YOUR TASK – Copy out exactly the lines from the start of the data to the line containing "claw? Indicate one point per instance.". Include both.
***** SUPPLIED DATA
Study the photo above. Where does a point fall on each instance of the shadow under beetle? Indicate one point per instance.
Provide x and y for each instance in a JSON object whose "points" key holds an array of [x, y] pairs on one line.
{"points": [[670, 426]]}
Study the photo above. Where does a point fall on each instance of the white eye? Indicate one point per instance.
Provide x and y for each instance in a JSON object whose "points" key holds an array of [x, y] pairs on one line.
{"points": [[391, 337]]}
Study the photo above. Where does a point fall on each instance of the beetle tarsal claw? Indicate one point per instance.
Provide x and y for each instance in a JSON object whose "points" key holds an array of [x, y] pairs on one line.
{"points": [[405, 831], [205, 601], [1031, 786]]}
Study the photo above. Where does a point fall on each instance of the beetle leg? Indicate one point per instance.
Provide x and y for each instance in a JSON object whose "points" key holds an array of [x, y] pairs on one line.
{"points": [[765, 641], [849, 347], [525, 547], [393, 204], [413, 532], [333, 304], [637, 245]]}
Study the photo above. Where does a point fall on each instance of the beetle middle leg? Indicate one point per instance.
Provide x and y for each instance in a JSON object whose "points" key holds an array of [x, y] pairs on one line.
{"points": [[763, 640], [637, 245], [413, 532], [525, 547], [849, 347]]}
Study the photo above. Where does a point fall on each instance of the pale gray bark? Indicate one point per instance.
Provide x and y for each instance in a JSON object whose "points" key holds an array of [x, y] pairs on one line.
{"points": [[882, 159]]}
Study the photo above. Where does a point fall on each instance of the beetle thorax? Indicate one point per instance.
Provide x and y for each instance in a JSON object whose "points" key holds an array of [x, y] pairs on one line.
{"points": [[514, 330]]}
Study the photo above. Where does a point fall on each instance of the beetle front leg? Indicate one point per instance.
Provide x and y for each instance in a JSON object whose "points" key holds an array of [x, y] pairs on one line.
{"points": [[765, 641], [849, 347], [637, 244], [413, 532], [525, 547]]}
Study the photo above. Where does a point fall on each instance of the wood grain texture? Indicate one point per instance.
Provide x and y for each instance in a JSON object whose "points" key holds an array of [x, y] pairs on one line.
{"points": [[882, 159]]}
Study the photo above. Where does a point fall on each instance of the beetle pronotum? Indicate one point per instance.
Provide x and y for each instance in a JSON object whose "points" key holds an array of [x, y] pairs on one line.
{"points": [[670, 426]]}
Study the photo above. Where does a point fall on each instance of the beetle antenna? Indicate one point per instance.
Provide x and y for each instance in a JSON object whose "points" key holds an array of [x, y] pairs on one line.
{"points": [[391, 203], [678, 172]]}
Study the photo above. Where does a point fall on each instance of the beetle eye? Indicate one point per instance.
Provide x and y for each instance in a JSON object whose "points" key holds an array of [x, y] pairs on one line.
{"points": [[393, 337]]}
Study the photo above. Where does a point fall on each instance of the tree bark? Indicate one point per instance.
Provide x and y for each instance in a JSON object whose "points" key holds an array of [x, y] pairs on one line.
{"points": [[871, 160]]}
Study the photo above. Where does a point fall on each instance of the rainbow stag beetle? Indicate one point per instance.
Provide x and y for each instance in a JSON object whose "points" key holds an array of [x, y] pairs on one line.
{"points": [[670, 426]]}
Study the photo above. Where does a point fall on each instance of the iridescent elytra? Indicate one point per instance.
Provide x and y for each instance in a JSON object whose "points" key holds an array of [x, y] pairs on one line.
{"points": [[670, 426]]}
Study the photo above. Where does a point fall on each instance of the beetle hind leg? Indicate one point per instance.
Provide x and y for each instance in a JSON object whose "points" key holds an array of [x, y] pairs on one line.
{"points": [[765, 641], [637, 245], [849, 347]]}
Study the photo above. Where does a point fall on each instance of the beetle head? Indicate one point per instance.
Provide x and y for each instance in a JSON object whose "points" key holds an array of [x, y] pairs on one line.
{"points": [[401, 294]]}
**********
RESPONSE –
Study the photo above. Where does a point fall on each instance of the shadow under beetle? Indicate one point per instance.
Provide x and y for each instance in a JSON object whose "points" key holds an array of [x, y] pairs on one line.
{"points": [[670, 426]]}
Study the photo above. Where does a point fall on each instance of the white eye? Indicate one point per instance.
Provide x and y for each instance in a JSON object whose "points" key holds an array of [x, y] pairs on one line.
{"points": [[391, 337]]}
Study the photo above. Where does a point fall on each instance of the beetle tarsal claw? Indicate one point per instance.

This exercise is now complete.